(İstenen Görev 1): Aşağıdaki satırlar arasında "track" sözcüğünü içeren her satırı listeleyiniz.

(Kaynak Metin):
----------------------------------------

Dezenformasyon Değil Sansür Yasasıdır
Belediye Meclisi Cumhuriyet Halk Partisi Grup Başkan Vekili Erdal Gezen, yasanın dezenformasyon değil, sansür yasası olduğunu belirttiği konuşmasının devamında “Böyle bir durumda biz diyoruz ki bu yasa dezenformasyonu önlemek amacı ile değil, tamamen medyayı, basını ve muhalefeti bastırmak amacı ile çıkan, özellikle seçimlere 9-10 ay kala çıkartılan bir sansür yasasıdır. Bunu kabul etmiyoruz. Ama sadece bu durum böyle değil, esas tehlikeli olan şudur; paylaşımcı şirketler var. Twitwr, Instagram, Facebook vs. bunlar var. Bu yasa onlara da sınırlama getiriyor. Temsilcilik açma gibi bazı yükümlülükler getiriyor. Fakat şöyle bir durum var, ‘Ülkenin iç ve dış güvenliği, kamu düzeni ve sağlığı ile ilgili gerçeğe aykırı bilgi’ yargı boyutu olmaksızın özellikle bazı yasa maddelerinde özellikle Devlet İstihbarat kanununun ve benzeri türevde olan yasalarıyla hakim savcılar değil, BTK Başkanı kendi iradesi ile bu paylaşım sitelerine diyor ki ‘Bunu kim paylaştıysa bana vereceksin. Anonim hesap bile olursa vereceksin. Vermesen eğer senin yayınlanma alanını %90’a kadar kısıtlayabilirim’ diyor. Ya o şirket bizim paylaşımlarımızı bir mahkeme kararı olmaksızın, sadece bir memurun belki de kendi alanı olmayan , takdir ve değerlendirmesinin son derece yetersiz olduğu bir şekilde, herkesin paylaşımını, hatta beğenenleri de dahil olmak üzere oraya vermek zorunda. Bazı konularda evet gerekli ama Türk Cea Kanunları İletişim konularında zaten bunlara gerekli cezalar veriliyor. Cumhurbaşkanına yapılan hakaret davaları var, yargı bunu inceleyip gerekli cezaları veriyor” dedi.
Dağıtıcı Şirketlere İki Seçenek Sunulacak
Yeni yasa ile Sosyal medya platformları başta olmak üzere diğer paylaşım alanlarının tercihe zorlanacağını dile getiren Erdal Gezen “Böyle bir yasaya neden ihtiyaç var? Örneğin seçime girdiğimiz bu 9 aylık süreçte mesela ‘enflasyon %89 değil’ dediğimde ‘Bu yalan’ deyip şikayet edildiği zaman bunu sosyal medyada paylaşan hepimizin hakkında işlem yapılması söz konusu. Bu yasanın uygulanması halinde, dağıtımcı şirketler ya %90 hacim göze alarak paylaşımları ilgililere vermeyecek ki genel cirosunun %3’ü kadar da bir cezai işlemden bahsediliyor. Onu göremedim ama o benim duyumumdur. Bunu göze alarak vermeyecek ve paylaşımları daraltacak. İşte o öyle olunca da 4 ay sonra başlayacak seçim hazırlıklarında, o sosyal medya paylaşımlarından hiç birimiz yararlanamayacağız. Ya da tam tersi dağıtımcı şirketler ‘ben bu riski alamayacağım’ diyerek tüm paylaşımlarımızı ilgili kurumlara vererek buna bağlı olarak da Türk Ceza Kanunu ve ilgili yasa gereğince işlem yapılmasına izin verecek” dedi.

----------------------------------------

(Verilen Satırlar):
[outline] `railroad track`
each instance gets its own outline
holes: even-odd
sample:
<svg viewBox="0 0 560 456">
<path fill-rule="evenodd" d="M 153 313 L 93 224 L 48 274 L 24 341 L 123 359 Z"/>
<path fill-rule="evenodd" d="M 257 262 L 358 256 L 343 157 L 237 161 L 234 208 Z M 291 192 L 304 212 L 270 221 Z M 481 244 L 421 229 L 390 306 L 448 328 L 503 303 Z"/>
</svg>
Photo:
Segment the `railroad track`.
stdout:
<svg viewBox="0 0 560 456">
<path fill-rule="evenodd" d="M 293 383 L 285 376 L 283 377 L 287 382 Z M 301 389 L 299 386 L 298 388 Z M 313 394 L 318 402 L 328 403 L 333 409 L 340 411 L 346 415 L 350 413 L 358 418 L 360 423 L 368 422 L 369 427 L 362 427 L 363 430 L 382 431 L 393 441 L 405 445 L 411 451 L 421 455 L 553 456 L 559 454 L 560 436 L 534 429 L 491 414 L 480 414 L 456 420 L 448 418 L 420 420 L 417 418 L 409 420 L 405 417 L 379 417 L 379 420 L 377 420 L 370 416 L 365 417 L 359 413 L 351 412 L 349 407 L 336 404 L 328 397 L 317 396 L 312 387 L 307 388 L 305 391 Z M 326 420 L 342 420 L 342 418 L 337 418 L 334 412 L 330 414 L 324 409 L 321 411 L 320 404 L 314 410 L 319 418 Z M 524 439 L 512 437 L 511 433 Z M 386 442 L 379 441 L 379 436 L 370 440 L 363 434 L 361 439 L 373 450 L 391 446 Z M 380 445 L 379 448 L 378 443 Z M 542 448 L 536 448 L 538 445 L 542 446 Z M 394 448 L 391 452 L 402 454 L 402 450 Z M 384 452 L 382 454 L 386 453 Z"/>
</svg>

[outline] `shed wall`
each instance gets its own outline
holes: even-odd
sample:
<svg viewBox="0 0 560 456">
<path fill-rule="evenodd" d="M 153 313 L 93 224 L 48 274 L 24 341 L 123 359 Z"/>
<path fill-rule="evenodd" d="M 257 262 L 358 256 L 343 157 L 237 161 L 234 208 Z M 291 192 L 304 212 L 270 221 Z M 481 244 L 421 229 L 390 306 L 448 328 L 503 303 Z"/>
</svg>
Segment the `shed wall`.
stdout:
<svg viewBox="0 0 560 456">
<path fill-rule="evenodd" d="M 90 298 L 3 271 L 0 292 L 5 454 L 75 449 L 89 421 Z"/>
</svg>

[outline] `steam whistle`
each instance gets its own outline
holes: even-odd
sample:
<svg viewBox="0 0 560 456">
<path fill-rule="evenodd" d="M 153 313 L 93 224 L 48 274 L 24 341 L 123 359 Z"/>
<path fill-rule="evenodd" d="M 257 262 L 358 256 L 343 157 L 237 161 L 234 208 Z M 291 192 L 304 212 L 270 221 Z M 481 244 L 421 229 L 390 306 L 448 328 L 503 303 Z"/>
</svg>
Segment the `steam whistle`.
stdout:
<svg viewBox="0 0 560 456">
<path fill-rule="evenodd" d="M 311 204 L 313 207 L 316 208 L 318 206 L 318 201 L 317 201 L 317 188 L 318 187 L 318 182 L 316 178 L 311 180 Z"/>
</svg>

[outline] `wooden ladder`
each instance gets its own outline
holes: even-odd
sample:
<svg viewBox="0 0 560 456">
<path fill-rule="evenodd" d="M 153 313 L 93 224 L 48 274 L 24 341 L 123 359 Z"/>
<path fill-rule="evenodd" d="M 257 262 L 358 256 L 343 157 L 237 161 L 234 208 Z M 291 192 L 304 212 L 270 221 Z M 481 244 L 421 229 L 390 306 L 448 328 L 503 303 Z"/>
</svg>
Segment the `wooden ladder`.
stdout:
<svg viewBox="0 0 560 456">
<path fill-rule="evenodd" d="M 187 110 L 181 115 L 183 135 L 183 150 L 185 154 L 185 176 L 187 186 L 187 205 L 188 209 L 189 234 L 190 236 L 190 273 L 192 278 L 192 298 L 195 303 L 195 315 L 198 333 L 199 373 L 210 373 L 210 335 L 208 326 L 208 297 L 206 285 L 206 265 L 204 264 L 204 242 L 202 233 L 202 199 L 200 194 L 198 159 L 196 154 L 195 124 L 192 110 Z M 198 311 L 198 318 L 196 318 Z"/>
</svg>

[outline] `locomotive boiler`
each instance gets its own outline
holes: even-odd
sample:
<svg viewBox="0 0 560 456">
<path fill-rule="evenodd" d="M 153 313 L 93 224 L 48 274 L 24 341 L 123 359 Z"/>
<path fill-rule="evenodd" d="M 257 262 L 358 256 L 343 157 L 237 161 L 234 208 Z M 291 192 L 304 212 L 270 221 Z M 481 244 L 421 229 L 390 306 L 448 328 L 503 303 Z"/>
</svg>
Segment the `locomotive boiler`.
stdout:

----------------------------------------

(İstenen Görev 2): Yukarıdaki kaynak metinde "Yeni yasa ile Sosyal medya platformları" diye başlayan paragrafı, ana bilgilerini koruyarak madde listesi biçiminde kısaca yeniden yazınız.

(Sonuç 1):
[outline] `railroad track`
Segment the `railroad track`.

(Sonuç 2):
- Erdal Gezen, yeni yasayla başta sosyal medya platformları olmak üzere paylaşım alanlarının bir tercihe zorlanacağını belirtiyor.
- Seçime girilen 9 aylık süreçte "enflasyon %89 değil" gibi bir paylaşım "yalan" denilerek şikâyet edilirse, bunu paylaşan herkes hakkında işlem yapılabilecek.
- Birinci seçenek: Dağıtımcı şirketler %90 hacim kısıtlamasını göze alarak paylaşımları ilgililere vermeyecek ve paylaşımları daraltacak. Gezen'in duyumuna göre genel cironun %3'ü kadar bir ceza da söz konusu. Bu durumda 4 ay sonra başlayacak seçim hazırlıklarında sosyal medya paylaşımlarından hiç kimse yararlanamayacak.
- İkinci seçenek: Şirketler riski almayarak tüm paylaşımları ilgili kurumlara verecek. Böylece Türk Ceza Kanunu ve ilgili yasa gereğince işlem yapılmasına izin verilmiş olacak.